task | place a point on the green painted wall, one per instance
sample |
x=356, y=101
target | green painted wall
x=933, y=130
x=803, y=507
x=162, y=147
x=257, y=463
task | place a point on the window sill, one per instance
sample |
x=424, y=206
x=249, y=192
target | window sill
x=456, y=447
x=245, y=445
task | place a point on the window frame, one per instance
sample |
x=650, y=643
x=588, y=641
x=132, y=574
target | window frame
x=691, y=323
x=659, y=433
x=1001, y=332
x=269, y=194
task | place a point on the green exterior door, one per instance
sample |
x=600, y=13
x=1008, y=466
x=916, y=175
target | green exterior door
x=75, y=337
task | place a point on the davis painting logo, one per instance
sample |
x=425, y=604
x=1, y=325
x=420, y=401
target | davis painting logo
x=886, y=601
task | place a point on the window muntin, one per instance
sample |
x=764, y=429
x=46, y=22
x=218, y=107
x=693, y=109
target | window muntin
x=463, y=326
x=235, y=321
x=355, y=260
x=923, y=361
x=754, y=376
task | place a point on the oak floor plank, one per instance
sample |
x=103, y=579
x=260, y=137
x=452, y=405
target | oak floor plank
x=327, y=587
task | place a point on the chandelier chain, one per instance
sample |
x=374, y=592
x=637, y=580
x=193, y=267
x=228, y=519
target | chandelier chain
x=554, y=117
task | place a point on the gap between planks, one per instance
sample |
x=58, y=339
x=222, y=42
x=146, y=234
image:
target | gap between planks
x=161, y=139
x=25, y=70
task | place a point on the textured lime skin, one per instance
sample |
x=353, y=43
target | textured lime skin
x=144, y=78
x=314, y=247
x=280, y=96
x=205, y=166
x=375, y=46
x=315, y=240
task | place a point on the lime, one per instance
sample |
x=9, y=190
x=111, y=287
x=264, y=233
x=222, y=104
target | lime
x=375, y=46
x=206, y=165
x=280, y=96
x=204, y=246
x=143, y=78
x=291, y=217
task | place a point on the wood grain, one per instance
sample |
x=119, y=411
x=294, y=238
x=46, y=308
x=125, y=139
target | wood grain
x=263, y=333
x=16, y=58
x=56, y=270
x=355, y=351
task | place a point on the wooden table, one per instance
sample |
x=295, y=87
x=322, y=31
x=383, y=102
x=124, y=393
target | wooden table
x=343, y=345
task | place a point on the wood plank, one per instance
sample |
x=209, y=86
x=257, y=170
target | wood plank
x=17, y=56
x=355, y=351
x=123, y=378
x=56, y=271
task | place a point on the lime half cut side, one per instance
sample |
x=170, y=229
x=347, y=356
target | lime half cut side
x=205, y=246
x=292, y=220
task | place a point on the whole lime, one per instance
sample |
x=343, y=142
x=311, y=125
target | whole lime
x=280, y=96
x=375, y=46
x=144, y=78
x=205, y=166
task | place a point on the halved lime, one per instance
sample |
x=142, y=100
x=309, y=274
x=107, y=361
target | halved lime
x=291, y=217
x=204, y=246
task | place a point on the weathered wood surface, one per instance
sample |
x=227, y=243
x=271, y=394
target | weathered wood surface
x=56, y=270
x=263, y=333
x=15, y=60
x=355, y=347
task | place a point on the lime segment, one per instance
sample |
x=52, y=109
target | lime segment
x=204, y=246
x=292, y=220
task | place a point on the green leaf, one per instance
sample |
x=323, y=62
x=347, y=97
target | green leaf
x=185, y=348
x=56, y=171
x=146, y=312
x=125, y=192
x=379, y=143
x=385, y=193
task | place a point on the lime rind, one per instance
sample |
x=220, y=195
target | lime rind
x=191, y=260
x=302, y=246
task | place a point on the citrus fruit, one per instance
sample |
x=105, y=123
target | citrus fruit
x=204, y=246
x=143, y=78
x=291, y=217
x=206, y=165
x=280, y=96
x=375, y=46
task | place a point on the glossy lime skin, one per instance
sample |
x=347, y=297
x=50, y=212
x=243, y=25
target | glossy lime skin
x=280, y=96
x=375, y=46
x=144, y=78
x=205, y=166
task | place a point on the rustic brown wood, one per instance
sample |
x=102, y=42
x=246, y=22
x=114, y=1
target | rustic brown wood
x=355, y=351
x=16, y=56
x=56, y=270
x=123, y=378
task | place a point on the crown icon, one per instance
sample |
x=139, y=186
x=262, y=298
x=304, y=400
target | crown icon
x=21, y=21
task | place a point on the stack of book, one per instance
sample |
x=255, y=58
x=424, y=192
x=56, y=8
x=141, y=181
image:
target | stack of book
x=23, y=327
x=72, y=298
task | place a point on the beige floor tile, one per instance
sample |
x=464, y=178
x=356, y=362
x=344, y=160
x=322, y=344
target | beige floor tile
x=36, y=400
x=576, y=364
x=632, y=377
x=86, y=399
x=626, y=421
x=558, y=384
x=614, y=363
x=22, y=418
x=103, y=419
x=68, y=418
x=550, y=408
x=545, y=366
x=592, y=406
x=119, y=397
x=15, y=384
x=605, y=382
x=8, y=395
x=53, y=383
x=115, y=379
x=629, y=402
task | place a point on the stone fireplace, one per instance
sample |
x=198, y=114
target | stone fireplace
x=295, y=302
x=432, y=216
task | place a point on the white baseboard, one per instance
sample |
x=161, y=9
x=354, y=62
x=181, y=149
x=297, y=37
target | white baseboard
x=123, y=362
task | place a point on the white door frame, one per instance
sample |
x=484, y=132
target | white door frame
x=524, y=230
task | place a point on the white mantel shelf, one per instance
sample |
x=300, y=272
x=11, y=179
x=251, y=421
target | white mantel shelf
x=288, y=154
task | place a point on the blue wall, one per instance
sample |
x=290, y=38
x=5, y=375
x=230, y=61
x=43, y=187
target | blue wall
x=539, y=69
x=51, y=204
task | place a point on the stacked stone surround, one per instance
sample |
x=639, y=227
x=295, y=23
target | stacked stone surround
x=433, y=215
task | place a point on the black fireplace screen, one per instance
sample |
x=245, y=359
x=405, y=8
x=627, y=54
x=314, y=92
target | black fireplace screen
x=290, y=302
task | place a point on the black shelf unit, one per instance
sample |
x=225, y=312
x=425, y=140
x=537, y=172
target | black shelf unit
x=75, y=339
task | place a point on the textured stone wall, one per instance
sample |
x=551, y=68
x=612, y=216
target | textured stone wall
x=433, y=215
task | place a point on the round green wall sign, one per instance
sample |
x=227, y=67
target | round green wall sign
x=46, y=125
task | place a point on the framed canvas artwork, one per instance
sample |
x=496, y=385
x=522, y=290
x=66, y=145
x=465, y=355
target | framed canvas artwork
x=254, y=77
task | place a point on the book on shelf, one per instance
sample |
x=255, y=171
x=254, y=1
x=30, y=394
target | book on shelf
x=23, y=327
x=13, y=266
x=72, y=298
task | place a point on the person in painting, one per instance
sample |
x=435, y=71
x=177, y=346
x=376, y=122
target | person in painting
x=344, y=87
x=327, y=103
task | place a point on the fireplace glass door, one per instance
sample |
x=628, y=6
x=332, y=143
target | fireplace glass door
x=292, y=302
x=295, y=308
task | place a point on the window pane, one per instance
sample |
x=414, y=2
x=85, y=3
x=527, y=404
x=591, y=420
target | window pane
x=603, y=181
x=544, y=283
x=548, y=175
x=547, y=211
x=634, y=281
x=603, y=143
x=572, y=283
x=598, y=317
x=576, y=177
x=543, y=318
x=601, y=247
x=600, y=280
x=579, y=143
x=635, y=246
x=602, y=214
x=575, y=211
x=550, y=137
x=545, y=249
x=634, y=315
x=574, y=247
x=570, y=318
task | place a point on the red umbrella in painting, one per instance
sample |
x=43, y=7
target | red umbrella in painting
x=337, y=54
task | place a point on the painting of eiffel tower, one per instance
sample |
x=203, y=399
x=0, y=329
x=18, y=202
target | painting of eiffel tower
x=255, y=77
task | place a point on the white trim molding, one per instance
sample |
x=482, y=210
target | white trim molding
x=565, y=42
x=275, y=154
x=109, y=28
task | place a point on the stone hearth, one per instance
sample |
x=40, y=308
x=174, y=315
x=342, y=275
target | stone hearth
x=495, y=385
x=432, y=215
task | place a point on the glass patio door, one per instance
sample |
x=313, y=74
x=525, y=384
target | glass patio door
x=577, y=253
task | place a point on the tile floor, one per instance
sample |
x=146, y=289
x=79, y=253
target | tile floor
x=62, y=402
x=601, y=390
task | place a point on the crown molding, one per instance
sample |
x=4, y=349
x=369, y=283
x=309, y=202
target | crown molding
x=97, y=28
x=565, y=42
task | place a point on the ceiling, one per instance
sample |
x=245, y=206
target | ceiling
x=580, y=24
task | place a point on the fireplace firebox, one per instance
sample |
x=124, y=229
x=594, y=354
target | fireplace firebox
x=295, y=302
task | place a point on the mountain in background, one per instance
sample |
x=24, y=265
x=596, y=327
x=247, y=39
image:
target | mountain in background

> SUAS INSTRUÇÕES
Reescreva integralmente a listagem, desde o início até a linha que contém "x=754, y=376", incluindo ambas. Some 89 a cada coordenada das respostas e deixe inalteradas as coordenadas que aparecem sob "sample".

> RESULTADO DO EXERCÍCIO
task | place a point on the green painted wall, one per instance
sample |
x=356, y=101
target | green painted wall
x=1022, y=219
x=892, y=596
x=251, y=236
x=346, y=552
task | place a point on the window sill, one per instance
sample |
x=424, y=206
x=249, y=192
target | window sill
x=545, y=536
x=334, y=534
task | place a point on the window frame, one per instance
sample |
x=650, y=643
x=588, y=641
x=132, y=574
target | window frame
x=780, y=412
x=748, y=522
x=1090, y=421
x=358, y=283
task | place a point on the green exterior door, one per instance
sample |
x=600, y=13
x=1008, y=466
x=916, y=175
target | green exterior door
x=164, y=426
task | place a point on the davis painting logo, one per instance
sample |
x=425, y=604
x=1, y=325
x=420, y=401
target | davis painting logo
x=975, y=690
task | place a point on the window muntin, one per instance
sample |
x=764, y=429
x=46, y=22
x=218, y=107
x=693, y=109
target | window muntin
x=552, y=415
x=324, y=410
x=444, y=349
x=1012, y=450
x=843, y=465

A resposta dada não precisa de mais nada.